Task directions →
Write out, without any changes, the lines of the records below that run from the line containing "the suit trousers" through the final line of the records, including both ends.

Dataset rows on where objects appear:
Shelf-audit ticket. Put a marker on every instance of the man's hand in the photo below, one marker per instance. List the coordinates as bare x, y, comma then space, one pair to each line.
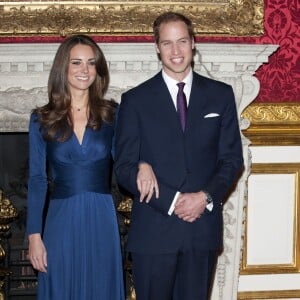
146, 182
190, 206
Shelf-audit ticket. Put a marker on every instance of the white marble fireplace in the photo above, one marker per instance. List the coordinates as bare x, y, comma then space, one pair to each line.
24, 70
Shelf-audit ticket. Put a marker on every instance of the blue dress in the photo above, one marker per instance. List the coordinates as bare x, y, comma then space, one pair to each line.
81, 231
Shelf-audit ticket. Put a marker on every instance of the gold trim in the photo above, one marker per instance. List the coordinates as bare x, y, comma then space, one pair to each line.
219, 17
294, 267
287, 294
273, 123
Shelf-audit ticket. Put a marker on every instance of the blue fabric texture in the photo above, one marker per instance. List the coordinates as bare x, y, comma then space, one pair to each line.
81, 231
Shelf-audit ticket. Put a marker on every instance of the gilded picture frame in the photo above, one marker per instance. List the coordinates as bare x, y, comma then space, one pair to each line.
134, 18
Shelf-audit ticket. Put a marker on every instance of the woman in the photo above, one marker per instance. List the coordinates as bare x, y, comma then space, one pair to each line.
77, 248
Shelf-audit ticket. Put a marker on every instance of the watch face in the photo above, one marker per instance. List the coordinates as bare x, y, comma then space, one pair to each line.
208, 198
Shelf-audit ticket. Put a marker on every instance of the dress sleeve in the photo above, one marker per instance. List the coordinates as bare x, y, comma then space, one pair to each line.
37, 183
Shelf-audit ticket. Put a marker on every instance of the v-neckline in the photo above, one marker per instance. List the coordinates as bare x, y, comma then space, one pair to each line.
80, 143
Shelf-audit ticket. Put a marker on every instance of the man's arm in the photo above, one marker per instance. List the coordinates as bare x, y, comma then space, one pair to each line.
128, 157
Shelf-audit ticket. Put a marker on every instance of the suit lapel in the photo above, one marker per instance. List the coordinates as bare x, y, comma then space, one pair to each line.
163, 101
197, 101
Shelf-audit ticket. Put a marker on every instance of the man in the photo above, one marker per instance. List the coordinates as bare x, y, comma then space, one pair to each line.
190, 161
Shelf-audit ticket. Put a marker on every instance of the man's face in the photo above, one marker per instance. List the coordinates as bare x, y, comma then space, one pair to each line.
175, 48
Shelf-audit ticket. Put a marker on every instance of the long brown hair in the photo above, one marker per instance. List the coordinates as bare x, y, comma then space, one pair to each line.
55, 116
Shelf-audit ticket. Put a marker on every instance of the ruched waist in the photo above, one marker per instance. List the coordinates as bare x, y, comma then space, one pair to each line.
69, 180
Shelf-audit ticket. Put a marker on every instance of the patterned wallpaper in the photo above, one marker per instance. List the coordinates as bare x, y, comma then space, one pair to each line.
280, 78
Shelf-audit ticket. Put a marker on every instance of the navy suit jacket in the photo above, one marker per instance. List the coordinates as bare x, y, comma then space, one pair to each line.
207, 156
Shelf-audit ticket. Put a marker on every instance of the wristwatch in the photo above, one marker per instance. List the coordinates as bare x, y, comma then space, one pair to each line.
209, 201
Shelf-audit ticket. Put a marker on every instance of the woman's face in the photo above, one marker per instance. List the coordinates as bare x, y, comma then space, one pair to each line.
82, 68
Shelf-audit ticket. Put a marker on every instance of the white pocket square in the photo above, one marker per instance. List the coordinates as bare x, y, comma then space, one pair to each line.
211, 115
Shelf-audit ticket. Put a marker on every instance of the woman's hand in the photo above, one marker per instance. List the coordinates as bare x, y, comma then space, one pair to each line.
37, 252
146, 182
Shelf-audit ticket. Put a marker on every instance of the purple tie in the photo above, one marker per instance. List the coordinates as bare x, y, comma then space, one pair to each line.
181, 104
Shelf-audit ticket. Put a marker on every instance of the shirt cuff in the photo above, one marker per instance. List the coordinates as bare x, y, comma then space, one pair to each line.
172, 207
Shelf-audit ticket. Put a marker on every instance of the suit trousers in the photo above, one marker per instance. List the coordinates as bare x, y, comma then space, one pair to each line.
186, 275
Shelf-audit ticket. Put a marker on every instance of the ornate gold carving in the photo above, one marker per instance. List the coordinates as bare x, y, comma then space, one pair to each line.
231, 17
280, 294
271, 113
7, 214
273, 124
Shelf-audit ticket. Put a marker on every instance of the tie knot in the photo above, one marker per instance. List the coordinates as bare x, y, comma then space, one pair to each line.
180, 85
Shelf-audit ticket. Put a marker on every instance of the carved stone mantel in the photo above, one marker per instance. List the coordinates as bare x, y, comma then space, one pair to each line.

Exercise output →
Shelf-audit ticket. Put a marker on every instance of the suit trousers in the photo above, one marker per instance. List the coordinates as bare x, y, comma then space, one pair to each line.
186, 275
Shelf-audit ticket. Put a marker on every instance of the ornate gold carving in the photo above, one marker per instance. List the coordinates as bare x, y, comma then space, one pair to each line.
231, 17
280, 294
271, 113
7, 214
273, 124
Shelf-audit ticket. Put a marker on every instance of the tie knot in the photo above, one marker per instance. List the coordinates as bare x, y, comma then space, one pair to each line.
180, 85
Shelf-audit ticket. Put a marker on every instance of the carved stone mantel in the photo above, one marker per instance. List the coordinates as bare x, y, comma then space, one pair to each line.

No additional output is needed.